Your assignment: Which lines have the string "lamp"? Copy all of them from the entries below.

── Given information

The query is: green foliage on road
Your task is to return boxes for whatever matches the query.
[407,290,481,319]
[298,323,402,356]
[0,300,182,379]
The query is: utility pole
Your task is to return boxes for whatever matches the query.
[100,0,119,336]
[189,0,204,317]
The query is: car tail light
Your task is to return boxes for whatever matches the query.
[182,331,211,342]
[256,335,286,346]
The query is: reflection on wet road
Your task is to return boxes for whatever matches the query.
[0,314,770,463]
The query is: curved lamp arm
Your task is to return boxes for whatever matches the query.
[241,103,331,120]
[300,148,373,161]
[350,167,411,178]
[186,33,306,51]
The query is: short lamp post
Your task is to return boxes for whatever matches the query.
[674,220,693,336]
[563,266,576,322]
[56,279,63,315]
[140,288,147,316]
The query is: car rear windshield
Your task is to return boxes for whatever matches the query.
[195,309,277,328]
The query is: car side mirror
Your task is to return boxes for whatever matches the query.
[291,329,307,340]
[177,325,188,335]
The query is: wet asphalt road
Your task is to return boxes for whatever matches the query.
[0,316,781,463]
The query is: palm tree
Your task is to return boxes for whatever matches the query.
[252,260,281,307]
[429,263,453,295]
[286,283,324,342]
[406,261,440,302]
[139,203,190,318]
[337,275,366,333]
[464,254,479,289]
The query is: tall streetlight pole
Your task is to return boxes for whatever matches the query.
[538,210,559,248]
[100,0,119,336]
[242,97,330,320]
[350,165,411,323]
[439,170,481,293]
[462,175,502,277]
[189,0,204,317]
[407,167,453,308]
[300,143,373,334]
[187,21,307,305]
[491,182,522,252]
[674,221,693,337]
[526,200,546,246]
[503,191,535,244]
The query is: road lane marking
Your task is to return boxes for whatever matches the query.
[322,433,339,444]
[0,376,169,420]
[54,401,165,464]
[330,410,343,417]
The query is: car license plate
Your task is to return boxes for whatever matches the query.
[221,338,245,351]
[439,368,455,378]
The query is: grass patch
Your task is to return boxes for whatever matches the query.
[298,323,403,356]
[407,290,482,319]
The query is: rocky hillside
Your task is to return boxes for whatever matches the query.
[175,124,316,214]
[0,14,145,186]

────
── Given information

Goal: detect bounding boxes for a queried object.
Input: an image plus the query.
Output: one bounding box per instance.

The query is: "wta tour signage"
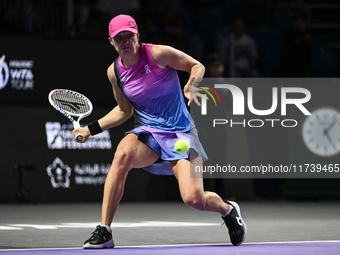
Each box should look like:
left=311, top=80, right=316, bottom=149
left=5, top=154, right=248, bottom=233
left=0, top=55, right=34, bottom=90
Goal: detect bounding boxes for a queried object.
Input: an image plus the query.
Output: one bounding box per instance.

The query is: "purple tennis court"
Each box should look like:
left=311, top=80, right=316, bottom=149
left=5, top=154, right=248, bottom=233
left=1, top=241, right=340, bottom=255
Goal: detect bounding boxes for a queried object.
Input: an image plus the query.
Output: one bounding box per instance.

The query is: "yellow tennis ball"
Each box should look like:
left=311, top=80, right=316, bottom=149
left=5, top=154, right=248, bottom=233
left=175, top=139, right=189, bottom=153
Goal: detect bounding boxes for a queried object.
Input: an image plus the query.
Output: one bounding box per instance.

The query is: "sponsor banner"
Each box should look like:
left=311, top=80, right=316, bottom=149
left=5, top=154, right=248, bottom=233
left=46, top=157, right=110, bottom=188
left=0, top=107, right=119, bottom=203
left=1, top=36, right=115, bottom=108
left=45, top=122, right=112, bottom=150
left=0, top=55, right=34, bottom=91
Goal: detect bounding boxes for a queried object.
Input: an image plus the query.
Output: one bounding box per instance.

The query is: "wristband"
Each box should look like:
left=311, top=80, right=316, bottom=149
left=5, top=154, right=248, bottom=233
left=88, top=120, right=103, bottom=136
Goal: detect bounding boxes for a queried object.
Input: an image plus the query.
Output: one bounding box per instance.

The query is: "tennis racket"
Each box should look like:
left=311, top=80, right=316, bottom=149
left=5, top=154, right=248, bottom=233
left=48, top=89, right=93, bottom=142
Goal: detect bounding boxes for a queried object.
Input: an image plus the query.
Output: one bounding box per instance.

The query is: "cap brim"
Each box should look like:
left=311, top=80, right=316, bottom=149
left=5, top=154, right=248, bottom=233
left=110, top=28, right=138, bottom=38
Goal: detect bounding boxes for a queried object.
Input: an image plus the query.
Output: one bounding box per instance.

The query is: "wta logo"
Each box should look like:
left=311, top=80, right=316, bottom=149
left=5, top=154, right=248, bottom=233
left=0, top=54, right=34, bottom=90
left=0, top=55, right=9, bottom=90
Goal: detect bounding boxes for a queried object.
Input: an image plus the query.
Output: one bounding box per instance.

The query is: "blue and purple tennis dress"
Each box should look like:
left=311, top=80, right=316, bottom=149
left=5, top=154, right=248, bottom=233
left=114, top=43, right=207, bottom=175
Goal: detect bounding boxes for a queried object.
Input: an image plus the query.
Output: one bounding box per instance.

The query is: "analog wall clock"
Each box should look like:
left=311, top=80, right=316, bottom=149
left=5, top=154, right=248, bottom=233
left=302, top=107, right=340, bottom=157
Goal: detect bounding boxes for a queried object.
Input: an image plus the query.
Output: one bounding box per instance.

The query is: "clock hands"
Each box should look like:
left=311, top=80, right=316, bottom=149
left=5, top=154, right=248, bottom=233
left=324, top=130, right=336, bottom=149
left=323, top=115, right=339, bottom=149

────
── Given information

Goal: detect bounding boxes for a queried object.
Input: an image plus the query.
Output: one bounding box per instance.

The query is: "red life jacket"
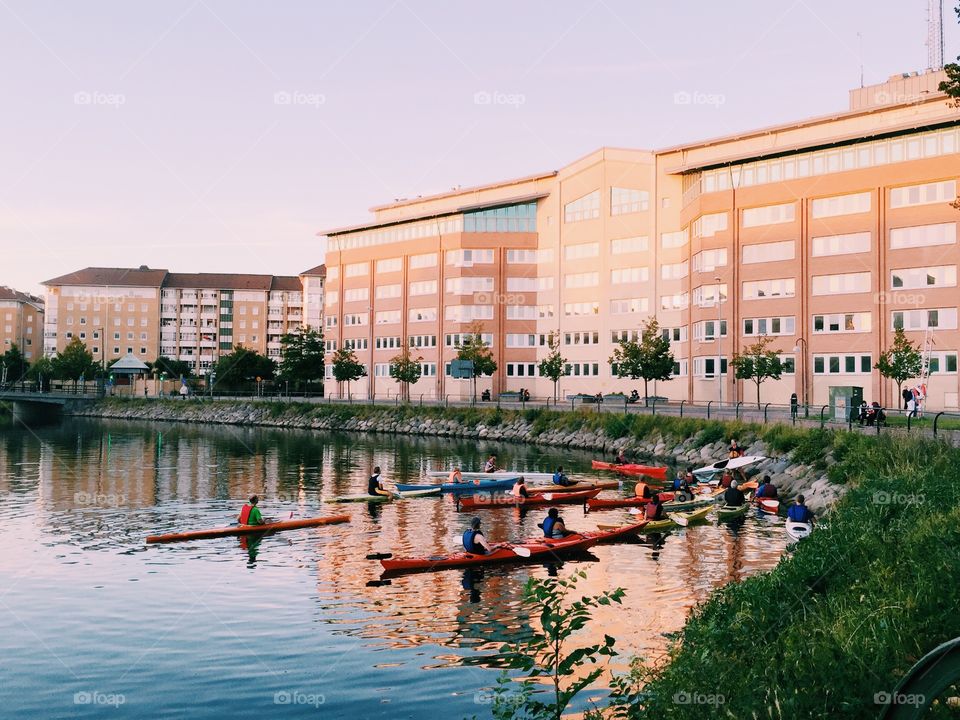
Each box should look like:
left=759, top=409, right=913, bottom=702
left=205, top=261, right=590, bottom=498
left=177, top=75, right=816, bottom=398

────

Result:
The query is: curved lamp arm
The query is: short lamp post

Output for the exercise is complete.